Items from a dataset
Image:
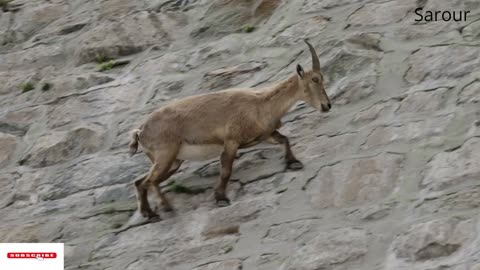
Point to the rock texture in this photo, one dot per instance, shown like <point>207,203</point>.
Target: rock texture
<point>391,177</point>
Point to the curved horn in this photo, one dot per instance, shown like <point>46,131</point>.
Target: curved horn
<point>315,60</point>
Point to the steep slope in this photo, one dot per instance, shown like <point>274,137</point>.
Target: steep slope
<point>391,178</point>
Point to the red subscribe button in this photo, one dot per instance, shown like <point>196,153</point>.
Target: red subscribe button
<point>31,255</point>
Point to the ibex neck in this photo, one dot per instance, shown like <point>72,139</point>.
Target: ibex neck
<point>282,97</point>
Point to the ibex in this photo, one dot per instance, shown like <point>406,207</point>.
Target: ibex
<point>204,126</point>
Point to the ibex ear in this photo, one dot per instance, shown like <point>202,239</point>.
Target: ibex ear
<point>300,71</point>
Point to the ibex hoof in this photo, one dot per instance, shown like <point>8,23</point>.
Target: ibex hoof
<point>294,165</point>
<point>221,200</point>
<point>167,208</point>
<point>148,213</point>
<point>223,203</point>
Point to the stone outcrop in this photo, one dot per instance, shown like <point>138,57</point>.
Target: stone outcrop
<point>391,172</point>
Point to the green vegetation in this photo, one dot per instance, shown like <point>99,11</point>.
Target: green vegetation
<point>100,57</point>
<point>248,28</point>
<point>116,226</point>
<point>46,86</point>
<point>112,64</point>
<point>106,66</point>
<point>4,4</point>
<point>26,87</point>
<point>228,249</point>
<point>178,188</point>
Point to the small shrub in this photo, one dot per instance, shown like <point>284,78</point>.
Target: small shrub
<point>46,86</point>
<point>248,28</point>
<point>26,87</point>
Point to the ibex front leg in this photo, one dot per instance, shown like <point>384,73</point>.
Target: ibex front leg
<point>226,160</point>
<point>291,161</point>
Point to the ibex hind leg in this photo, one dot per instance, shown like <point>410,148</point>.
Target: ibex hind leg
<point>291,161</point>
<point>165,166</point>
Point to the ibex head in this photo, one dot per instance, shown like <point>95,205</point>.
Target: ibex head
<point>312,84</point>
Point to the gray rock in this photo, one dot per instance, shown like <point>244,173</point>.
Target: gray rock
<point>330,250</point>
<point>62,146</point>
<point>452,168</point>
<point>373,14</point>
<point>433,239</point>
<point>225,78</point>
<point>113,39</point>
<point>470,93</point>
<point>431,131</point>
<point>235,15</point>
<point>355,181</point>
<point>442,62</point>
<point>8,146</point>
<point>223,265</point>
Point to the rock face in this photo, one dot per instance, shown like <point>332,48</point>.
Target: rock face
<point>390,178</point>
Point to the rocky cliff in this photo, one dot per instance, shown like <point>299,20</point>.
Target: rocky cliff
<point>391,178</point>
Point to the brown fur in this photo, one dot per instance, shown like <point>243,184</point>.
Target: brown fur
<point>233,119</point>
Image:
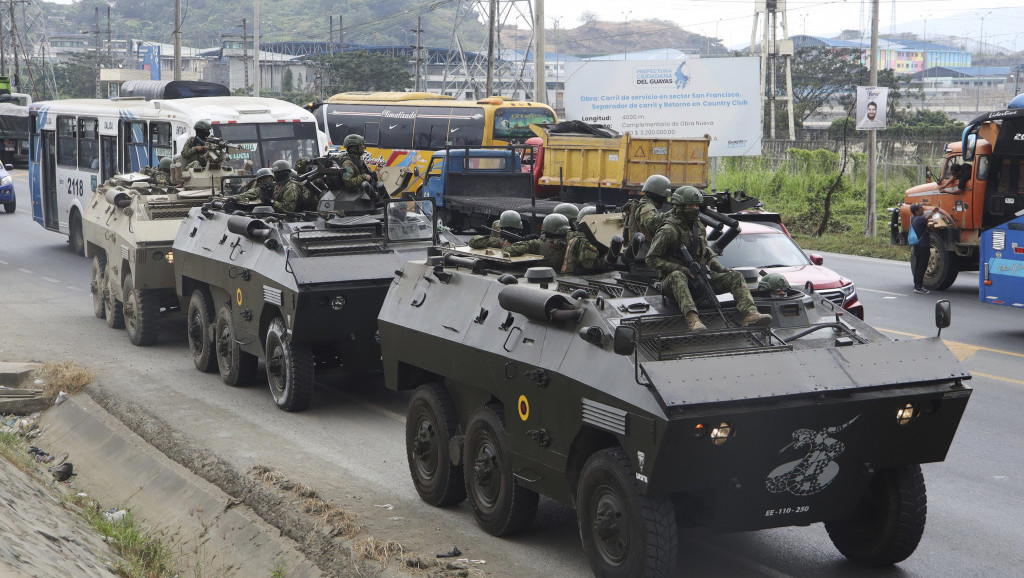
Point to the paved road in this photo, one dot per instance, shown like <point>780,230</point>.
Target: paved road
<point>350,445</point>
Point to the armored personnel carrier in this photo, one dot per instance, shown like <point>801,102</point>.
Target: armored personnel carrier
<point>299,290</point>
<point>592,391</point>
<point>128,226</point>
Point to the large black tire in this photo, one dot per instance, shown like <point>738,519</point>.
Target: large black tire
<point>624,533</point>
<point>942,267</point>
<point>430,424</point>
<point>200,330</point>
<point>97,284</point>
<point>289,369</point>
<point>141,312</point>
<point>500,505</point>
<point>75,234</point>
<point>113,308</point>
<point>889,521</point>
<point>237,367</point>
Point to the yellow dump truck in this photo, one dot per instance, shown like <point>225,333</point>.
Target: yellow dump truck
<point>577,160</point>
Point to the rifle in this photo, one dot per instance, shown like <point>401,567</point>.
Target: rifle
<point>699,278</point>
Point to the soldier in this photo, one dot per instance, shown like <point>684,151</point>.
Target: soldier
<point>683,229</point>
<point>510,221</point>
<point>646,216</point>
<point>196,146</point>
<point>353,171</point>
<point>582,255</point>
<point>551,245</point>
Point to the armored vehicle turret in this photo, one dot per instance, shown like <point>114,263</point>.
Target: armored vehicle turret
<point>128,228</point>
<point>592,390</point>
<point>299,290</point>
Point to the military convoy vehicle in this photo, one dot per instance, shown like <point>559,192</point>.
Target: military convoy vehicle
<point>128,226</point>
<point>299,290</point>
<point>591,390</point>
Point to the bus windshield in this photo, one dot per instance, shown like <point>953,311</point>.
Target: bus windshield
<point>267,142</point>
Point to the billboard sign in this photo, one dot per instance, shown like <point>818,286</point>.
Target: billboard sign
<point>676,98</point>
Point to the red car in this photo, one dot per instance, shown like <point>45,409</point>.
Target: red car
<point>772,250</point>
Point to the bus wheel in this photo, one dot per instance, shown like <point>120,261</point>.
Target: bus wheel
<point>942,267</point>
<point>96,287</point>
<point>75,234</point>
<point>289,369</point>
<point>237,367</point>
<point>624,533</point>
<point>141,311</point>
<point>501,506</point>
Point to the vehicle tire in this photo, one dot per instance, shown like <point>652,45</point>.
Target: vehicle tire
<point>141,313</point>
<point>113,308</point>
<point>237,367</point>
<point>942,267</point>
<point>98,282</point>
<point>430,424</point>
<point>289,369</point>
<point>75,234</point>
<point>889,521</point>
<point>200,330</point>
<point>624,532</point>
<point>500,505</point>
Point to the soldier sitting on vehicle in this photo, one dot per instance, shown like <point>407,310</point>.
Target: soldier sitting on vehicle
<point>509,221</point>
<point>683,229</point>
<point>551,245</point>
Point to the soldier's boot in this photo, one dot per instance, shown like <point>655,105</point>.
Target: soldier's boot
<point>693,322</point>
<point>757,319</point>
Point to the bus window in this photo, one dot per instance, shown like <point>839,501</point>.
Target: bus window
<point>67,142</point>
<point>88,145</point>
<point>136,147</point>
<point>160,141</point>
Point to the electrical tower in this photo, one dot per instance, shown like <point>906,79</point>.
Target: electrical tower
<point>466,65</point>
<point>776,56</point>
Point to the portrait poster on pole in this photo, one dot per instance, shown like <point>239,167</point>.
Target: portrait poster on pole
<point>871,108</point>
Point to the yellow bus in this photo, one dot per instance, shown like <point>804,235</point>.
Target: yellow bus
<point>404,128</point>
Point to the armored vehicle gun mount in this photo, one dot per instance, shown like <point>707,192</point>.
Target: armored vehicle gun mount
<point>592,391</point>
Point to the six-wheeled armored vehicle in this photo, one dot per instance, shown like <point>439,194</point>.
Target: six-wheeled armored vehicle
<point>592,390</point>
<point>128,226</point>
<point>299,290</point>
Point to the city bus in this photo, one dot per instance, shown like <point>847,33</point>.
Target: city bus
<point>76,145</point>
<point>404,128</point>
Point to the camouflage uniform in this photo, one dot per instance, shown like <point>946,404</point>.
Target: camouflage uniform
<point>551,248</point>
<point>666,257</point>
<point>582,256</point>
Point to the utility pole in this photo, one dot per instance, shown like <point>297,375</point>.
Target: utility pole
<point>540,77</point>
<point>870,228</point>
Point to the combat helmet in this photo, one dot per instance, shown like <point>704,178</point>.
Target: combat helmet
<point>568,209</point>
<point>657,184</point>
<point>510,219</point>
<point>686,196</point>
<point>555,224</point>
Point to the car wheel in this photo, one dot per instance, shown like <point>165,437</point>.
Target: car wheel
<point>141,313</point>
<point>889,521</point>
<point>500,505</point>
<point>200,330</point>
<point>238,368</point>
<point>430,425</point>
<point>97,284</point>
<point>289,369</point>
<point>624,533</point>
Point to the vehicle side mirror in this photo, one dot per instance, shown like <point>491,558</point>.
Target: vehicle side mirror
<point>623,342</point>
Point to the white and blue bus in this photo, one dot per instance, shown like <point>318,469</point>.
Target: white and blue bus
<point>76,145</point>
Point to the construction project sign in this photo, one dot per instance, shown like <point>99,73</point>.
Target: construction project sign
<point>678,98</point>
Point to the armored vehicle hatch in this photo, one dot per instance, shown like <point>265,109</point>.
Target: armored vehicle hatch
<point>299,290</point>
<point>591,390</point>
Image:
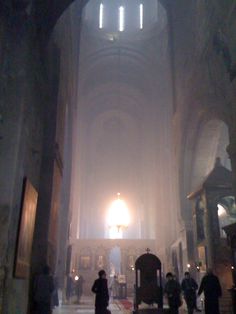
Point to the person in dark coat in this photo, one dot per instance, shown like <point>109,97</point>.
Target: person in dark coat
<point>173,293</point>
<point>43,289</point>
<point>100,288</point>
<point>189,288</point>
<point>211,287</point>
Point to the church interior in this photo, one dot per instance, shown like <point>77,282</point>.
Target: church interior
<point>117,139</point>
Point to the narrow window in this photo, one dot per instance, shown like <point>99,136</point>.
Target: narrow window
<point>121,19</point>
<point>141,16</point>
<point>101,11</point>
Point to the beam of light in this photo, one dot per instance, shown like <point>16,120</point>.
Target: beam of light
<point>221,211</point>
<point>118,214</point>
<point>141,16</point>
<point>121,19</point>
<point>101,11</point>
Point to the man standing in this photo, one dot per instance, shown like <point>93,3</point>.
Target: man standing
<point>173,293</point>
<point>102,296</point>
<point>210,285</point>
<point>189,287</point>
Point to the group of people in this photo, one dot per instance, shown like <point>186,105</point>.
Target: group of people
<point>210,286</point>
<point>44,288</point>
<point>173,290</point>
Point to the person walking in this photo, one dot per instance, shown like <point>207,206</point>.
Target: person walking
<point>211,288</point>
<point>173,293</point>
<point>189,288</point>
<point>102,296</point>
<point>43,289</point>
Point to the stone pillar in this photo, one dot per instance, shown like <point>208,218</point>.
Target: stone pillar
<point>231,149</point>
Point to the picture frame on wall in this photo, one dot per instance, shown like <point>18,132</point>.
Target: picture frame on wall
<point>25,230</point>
--
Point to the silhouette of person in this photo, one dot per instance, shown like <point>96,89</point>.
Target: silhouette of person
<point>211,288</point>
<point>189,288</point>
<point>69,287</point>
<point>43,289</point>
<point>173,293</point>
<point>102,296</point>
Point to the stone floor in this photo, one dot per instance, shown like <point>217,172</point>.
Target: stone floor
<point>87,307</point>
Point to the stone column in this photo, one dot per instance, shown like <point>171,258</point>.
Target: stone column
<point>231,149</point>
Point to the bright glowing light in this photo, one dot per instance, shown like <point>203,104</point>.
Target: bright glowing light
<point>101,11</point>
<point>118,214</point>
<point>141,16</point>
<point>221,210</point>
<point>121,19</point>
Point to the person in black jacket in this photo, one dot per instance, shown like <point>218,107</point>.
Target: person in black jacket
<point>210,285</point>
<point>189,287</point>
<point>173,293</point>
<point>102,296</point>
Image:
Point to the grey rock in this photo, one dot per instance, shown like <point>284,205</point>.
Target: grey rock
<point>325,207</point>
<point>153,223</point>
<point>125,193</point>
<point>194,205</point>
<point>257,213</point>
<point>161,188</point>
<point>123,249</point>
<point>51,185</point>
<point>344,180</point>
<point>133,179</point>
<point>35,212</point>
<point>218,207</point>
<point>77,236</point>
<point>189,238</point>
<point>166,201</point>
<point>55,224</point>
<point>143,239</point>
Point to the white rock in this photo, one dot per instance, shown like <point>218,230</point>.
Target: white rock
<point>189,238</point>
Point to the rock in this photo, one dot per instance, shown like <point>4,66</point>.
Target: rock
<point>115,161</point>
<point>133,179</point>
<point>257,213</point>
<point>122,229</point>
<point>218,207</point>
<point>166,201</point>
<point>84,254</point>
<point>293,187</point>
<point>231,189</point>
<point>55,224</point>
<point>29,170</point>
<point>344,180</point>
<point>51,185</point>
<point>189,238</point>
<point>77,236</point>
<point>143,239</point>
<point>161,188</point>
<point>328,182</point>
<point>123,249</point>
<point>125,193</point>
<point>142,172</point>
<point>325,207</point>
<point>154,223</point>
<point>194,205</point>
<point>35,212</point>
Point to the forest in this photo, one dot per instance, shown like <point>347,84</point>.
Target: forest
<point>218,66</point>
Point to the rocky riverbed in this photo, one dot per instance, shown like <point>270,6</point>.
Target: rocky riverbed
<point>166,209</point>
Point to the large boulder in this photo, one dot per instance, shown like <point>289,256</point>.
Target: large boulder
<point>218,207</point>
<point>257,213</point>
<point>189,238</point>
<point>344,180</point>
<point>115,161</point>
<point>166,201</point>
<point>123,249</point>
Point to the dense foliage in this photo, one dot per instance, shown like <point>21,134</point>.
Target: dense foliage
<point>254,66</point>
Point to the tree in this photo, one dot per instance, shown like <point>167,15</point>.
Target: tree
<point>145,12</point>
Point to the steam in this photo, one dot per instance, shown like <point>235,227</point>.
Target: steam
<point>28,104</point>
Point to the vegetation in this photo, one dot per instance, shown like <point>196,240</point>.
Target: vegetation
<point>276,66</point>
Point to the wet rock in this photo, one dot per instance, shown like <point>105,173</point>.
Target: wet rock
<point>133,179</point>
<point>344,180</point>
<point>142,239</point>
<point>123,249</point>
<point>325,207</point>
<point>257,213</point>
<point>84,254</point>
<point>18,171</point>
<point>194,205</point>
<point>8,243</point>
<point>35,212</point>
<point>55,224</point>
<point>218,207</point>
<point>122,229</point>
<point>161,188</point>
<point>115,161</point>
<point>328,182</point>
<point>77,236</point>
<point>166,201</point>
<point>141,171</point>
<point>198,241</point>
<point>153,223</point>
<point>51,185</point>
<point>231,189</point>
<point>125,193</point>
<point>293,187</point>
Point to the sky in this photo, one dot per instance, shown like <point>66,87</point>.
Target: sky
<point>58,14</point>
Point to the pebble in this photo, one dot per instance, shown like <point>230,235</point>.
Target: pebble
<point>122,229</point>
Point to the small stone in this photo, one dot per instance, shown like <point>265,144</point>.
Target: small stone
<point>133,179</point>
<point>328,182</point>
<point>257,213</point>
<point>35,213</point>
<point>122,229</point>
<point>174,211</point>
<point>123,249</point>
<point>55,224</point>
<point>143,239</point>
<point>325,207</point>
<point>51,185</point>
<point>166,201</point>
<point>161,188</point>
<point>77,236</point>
...
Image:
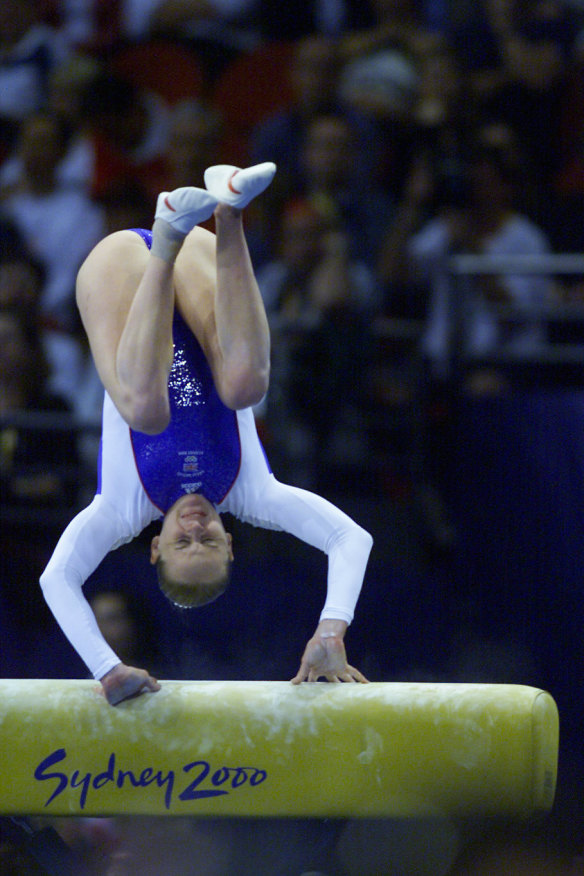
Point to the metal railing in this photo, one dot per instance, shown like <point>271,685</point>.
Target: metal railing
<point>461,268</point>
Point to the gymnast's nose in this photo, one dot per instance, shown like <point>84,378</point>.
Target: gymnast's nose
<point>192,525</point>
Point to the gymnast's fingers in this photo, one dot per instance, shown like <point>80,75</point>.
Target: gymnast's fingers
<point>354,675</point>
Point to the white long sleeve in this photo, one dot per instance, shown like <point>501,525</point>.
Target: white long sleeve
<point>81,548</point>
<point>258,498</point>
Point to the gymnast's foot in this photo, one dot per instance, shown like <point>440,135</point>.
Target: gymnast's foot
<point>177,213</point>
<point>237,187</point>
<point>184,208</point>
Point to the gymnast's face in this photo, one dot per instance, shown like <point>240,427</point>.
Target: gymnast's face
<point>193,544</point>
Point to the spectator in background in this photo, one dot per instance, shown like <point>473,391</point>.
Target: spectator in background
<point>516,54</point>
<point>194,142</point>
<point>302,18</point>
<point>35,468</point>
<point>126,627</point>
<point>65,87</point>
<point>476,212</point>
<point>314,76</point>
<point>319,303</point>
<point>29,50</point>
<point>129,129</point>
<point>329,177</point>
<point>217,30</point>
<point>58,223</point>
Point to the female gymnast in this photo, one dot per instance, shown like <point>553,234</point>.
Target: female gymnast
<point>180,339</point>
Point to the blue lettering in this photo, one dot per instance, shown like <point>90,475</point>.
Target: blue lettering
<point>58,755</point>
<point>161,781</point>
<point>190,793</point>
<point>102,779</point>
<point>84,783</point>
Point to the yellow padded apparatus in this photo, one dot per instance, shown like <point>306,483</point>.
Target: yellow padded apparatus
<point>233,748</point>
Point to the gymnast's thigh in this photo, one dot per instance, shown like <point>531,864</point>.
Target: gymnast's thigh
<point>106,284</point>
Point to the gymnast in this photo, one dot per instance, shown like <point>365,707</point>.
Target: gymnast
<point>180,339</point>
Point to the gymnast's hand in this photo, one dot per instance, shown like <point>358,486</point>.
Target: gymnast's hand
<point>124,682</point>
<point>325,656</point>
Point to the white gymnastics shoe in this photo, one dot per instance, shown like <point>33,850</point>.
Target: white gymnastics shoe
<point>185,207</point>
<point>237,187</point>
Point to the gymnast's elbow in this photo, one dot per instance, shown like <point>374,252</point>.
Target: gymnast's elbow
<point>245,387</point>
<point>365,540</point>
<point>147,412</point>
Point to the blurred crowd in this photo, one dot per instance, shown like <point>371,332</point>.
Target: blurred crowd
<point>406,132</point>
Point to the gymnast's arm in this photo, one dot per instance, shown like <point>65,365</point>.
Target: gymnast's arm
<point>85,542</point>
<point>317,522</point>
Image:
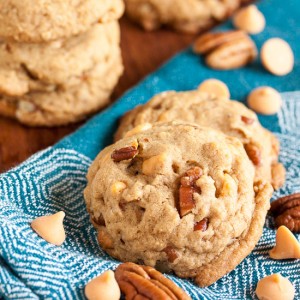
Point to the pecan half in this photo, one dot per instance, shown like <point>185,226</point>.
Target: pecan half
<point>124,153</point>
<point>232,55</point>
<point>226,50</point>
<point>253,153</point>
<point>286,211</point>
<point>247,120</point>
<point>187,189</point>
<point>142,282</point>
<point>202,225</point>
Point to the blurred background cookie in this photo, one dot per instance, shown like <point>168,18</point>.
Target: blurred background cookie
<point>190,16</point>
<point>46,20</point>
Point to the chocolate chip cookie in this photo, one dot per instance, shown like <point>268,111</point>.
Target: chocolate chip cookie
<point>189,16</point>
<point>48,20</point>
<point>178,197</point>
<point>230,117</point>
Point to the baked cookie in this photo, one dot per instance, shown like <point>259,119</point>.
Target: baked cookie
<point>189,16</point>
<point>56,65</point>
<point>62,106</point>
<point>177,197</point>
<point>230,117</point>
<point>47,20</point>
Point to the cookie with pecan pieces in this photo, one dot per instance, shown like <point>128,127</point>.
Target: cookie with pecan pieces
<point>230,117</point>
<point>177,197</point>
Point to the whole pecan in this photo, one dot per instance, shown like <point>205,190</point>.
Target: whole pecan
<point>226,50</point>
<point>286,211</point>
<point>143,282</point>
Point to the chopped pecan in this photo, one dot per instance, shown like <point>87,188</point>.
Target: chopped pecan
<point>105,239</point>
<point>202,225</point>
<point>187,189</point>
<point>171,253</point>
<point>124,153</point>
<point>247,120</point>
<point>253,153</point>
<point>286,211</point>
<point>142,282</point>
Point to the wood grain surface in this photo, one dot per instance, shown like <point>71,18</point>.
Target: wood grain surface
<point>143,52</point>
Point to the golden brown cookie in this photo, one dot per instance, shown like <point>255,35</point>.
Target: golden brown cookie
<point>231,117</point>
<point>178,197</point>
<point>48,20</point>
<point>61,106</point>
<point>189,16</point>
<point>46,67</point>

◆ Work order
What is needed is an exact copy of the lines above, from the one containing "Target: ibex hind leg" through the one containing "Point to the gray", with nothing added.

◆ Result of this exercise
Target: ibex hind leg
<point>291,161</point>
<point>165,166</point>
Point to the ibex head in this photo, one dot per instance, shown like <point>95,205</point>.
Target: ibex head
<point>312,84</point>
Point to the gray rock in this photo, one dot per instance, shown like <point>244,173</point>.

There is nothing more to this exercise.